* [ABOUT THIS EXERCISE]:
Leave out all images and set down the records exactly as given.

[Collected data]
* * *

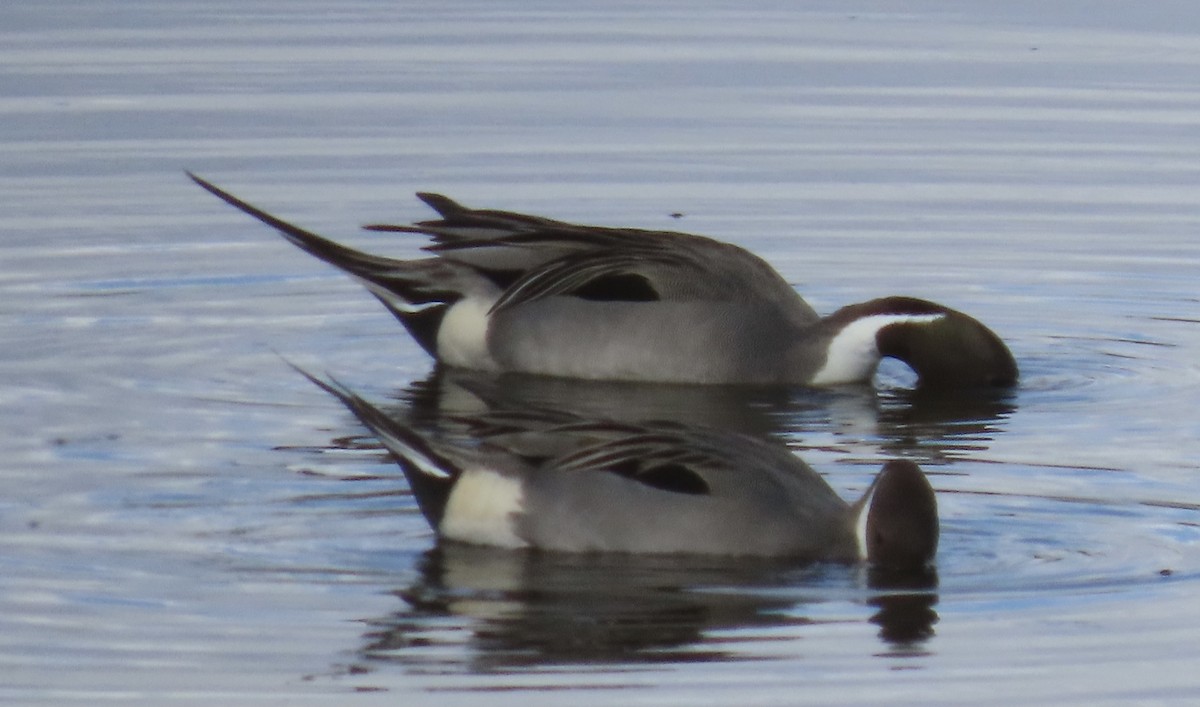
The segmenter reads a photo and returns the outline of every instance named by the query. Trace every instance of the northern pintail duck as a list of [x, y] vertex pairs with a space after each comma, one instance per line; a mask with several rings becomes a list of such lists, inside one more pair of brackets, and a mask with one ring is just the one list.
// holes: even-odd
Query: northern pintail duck
[[[304, 373], [304, 371], [301, 371]], [[547, 410], [419, 433], [336, 380], [304, 373], [395, 456], [447, 540], [563, 552], [787, 557], [919, 569], [937, 551], [920, 468], [889, 461], [854, 504], [779, 443], [675, 423]]]
[[882, 357], [929, 388], [1010, 386], [995, 333], [940, 304], [884, 297], [819, 316], [761, 258], [667, 231], [580, 226], [417, 196], [441, 219], [367, 226], [431, 236], [396, 260], [323, 238], [188, 173], [226, 203], [358, 279], [451, 366], [593, 380], [834, 385]]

* * *

* [EXPECTED OUTPUT]:
The segmenter reads a photo and returns the outline of every instance named by the query. Trace every instance of the northern pintail duck as a list of [x, y] vertex pairs with a space after each comma, one instance per line; a mask with several rings becomes a list of such lists, inside one more pair of brackets, and a mask with one ring is just the one list.
// holes: even-odd
Query: northern pintail duck
[[[304, 373], [304, 371], [301, 371]], [[547, 410], [419, 433], [336, 380], [304, 373], [395, 456], [447, 540], [563, 552], [787, 557], [919, 569], [937, 551], [920, 468], [889, 461], [854, 504], [779, 443], [675, 423]]]
[[882, 357], [929, 388], [1010, 386], [995, 333], [940, 304], [884, 297], [819, 316], [761, 258], [667, 231], [580, 226], [417, 196], [441, 219], [367, 226], [431, 236], [396, 260], [323, 238], [188, 173], [226, 203], [358, 279], [451, 366], [593, 380], [834, 385]]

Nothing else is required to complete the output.